YOUR TASK:
Answer from the Tugtalk thread, one line each:
1. How long had Tugtalk been down, according to John?
2. Which banner on Clydesite does John say to click?
3. Where was Jocko an apprentice?

TEXT PASSAGE:
□ □ □ □
# Tugtalk



## marco nista

What's happened to TUGTALK ?

I've just tried to visit it, the first time for several months, & there it was, gone.

Is it still around, under a different name or resited to another website/forum perhaps ?

Any help would be much appreciated.

73s

Marco


----------



## KYRENIA

Marco. Tugtalk has been down for over a week now. Not sure of the reason but we think it`s "domain" time has elapsed. If you Google Clydesite then go to Foghorn you can see all the comments about TT over the last week or so.
Cheers, John.


----------



## marco nista

John -


Many thanks, I'll keep an eye on Clydesite which claims to be the new home for 'Tugtalk'

Can't find 'Tugtalk' or 'Foghorn' there at the moment.

73s

Marco


----------



## KYRENIA

When on Clydesite click on the banner FOGHORN.
Cheers, John.


----------



## marco nista

John -


Thanks ! Missed it lurking as the banner.

Sad to see brain failure in one so young.

73s

Marco


----------



## Cobbydale

Looks to be up and running again today...


----------



## senior pilot

looks to be back to normal


----------



## Jocko

Famous tugs were the Bustler and the Turmoil. Ocean going tugs one of them I think it was the Turmoil was famous for trying to save the "Flying Enterprise" in the mid 1950s. I was a strong follower of these tugs as we built their engines in the British Polar Engines in Govan where I was an apprentice and Jimmy Reid was our Shop Steward, Days long gone by as the Polar doesn`t build engines anymore.
□ □ □ □
DATASET SECTION:

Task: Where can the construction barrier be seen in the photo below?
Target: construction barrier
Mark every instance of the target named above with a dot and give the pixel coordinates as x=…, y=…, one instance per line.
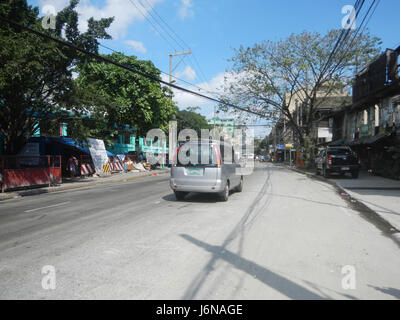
□ □ □ □
WORKED SOLUTION:
1. Over a week.
2. FOGHORN.
3. The British Polar Engines in Govan.